▶ _Goal of the exercise_: Could you reproduce, word for word, the lines of the material below, starting at the line that contains "Exercise. Point out the overlapping" and ending at the line that contains "point(152, 378)", with both of those lines included?

▶ _Entries shown_:
========
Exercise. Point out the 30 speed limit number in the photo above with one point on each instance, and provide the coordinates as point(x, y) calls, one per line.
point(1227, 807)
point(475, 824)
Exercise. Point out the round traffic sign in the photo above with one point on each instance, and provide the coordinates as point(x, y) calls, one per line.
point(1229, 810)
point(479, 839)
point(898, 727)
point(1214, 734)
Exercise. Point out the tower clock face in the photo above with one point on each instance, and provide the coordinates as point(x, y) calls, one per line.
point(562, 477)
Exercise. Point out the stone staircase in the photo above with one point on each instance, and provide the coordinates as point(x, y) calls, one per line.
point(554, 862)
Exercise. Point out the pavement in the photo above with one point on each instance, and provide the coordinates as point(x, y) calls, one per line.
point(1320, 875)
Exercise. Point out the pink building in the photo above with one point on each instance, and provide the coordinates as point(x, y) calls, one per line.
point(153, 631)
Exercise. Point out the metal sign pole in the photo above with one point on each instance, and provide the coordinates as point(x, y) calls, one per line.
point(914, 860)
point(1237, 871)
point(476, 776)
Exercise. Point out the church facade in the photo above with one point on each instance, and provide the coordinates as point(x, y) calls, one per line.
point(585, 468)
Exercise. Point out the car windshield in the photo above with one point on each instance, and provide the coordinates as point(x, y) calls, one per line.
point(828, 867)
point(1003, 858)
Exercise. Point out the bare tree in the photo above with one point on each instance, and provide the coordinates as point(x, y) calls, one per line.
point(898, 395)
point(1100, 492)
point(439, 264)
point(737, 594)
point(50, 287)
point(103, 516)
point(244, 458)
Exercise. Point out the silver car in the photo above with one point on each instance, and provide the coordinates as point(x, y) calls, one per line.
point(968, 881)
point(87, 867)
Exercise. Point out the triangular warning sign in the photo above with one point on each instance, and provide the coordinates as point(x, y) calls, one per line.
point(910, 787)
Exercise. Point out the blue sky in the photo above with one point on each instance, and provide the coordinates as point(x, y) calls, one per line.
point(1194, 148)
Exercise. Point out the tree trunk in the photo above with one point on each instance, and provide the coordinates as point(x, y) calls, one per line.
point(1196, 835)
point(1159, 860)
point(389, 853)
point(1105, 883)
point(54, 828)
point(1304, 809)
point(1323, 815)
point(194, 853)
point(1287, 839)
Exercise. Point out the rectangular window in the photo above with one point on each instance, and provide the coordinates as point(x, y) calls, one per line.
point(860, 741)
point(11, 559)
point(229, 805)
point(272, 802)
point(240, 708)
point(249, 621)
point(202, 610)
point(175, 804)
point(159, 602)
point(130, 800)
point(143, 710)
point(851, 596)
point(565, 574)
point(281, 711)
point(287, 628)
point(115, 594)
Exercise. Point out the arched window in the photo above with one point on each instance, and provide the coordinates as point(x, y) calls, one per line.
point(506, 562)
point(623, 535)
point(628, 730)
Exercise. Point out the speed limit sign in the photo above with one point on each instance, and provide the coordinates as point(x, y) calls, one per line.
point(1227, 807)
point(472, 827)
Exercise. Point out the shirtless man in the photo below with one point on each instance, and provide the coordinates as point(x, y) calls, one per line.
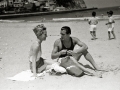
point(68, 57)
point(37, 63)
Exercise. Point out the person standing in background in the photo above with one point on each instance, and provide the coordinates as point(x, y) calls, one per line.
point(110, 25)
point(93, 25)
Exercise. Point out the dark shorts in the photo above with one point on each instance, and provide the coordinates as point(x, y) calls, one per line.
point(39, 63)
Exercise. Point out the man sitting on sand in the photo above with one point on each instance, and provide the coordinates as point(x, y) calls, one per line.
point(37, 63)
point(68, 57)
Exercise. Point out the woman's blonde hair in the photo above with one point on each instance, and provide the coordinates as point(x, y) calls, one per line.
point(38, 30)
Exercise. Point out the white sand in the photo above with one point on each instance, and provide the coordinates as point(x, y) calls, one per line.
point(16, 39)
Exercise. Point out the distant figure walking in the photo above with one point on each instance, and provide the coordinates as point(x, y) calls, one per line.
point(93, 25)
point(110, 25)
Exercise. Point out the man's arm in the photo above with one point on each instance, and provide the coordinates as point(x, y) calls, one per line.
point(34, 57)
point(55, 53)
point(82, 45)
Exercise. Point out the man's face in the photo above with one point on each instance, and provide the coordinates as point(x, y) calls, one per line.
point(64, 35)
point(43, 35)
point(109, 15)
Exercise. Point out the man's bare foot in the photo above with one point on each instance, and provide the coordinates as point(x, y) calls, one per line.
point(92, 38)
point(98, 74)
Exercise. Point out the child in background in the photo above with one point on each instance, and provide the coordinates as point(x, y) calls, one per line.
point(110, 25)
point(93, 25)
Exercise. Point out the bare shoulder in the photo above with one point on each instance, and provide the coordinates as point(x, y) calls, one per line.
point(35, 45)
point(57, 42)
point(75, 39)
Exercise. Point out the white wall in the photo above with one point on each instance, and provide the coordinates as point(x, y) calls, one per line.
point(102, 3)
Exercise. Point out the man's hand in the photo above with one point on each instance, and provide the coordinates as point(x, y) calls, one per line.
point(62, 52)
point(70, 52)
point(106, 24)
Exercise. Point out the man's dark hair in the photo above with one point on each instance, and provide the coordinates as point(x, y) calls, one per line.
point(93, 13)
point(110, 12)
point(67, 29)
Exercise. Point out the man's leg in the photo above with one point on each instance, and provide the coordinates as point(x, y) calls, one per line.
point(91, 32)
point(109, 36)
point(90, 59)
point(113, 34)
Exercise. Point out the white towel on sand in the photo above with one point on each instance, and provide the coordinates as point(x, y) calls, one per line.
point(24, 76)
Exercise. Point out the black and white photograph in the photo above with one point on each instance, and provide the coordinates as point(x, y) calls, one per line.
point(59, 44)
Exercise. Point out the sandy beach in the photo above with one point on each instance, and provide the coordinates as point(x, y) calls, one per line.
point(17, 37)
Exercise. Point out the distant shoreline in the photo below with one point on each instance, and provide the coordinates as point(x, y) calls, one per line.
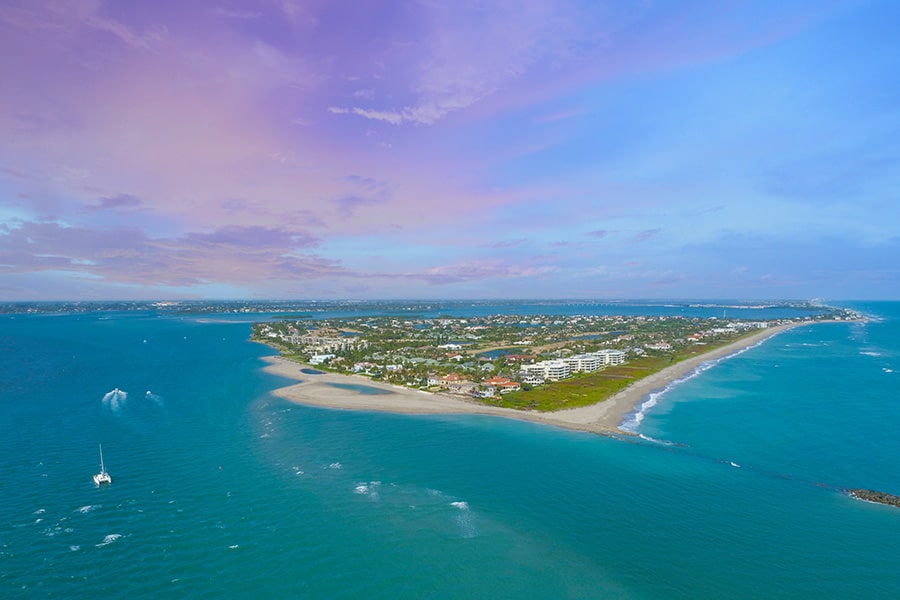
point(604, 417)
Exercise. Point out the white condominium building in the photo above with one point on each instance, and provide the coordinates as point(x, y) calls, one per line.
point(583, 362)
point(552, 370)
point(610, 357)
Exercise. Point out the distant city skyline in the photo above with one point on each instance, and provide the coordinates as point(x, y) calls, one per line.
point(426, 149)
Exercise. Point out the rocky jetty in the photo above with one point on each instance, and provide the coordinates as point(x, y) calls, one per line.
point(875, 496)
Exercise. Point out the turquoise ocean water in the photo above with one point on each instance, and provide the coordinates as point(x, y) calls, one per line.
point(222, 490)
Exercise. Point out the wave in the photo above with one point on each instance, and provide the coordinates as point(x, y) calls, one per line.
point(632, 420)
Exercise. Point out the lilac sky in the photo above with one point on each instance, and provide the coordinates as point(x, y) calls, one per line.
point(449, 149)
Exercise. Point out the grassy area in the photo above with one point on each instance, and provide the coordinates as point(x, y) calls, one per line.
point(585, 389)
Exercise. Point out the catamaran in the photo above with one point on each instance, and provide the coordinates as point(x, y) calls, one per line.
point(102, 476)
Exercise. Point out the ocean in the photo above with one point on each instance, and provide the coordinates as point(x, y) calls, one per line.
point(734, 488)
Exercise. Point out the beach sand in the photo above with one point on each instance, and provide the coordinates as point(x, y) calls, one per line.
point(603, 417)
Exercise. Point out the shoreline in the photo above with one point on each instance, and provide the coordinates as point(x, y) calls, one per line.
========
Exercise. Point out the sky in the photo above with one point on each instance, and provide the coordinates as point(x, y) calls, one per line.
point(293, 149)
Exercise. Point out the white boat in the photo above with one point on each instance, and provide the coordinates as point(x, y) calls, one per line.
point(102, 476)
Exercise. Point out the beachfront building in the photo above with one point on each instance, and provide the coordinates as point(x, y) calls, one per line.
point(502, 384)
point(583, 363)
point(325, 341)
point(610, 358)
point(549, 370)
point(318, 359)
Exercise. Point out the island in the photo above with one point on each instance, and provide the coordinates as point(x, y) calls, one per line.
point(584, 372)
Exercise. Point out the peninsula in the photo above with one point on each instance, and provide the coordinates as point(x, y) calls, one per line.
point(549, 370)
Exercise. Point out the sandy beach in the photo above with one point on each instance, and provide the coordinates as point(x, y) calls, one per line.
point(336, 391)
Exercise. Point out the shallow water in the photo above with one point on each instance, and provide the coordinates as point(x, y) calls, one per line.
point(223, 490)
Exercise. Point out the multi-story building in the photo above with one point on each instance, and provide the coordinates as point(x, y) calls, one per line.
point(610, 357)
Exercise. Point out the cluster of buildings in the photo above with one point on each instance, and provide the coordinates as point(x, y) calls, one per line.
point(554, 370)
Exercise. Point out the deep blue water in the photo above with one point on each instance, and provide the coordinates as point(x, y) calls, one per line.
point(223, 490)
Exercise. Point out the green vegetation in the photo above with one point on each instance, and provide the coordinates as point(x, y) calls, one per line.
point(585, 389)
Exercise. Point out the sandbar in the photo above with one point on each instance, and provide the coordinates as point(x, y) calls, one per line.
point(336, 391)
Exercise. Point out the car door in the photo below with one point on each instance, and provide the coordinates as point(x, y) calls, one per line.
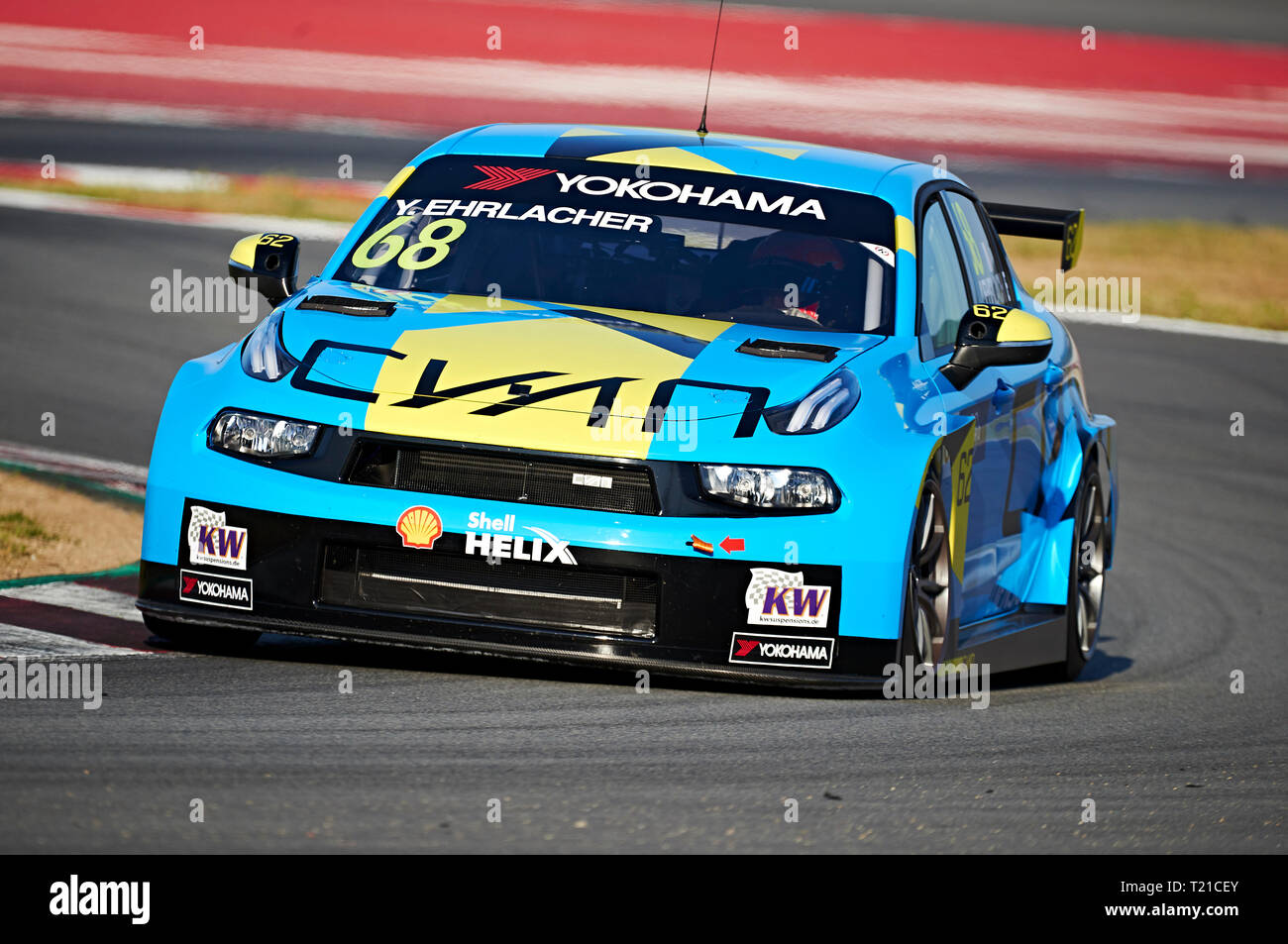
========
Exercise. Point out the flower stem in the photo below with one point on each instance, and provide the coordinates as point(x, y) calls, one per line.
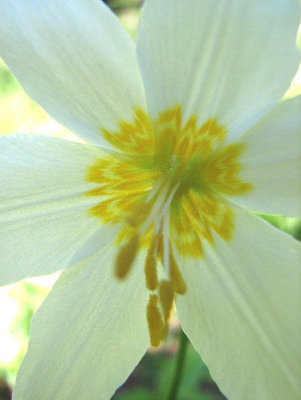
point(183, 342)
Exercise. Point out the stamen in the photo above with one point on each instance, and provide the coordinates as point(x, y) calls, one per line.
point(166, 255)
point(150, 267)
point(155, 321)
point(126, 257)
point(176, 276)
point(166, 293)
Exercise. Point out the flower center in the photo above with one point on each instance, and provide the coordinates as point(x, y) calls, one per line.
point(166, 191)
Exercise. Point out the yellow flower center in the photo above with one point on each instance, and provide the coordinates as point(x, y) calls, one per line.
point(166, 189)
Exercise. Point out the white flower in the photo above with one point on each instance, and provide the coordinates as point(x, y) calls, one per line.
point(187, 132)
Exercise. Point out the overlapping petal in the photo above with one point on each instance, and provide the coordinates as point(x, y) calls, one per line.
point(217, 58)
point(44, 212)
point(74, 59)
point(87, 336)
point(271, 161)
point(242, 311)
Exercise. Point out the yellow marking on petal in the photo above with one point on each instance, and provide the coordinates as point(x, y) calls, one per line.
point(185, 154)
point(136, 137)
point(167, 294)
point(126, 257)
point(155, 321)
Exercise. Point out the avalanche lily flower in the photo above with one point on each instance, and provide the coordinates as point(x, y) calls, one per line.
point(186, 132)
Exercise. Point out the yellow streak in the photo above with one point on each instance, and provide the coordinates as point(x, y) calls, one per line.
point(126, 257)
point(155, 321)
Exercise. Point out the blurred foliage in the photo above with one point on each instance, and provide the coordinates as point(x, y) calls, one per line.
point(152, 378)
========
▶ _Exercise response_:
Exercise. Point out the overlapping petal in the photo above with one point on each instance, and provide the coordinates as point(x, y) calls, one per line.
point(217, 58)
point(44, 212)
point(74, 59)
point(87, 336)
point(271, 161)
point(242, 311)
Exercise. Point out the yellow marking on petal in the photo above with one point on each instance, and provide the coordinates as point(x, y) calls, one per line.
point(185, 154)
point(136, 137)
point(167, 294)
point(126, 257)
point(155, 321)
Exercise. Point out the avalanche lily flower in the photo above with one point on each instance, and provide the coordinates as point(x, y) calls, one per line.
point(186, 132)
Exercise. Point out the yellow streak in the photo above with one point on each instance, and provide the coordinates as point(x, y) calls, one per line.
point(126, 257)
point(155, 321)
Exercise. Point out the blurred foliage in the photo above with one point on each instance, and provide the coordinates as point(x, y) calls, one per line.
point(152, 378)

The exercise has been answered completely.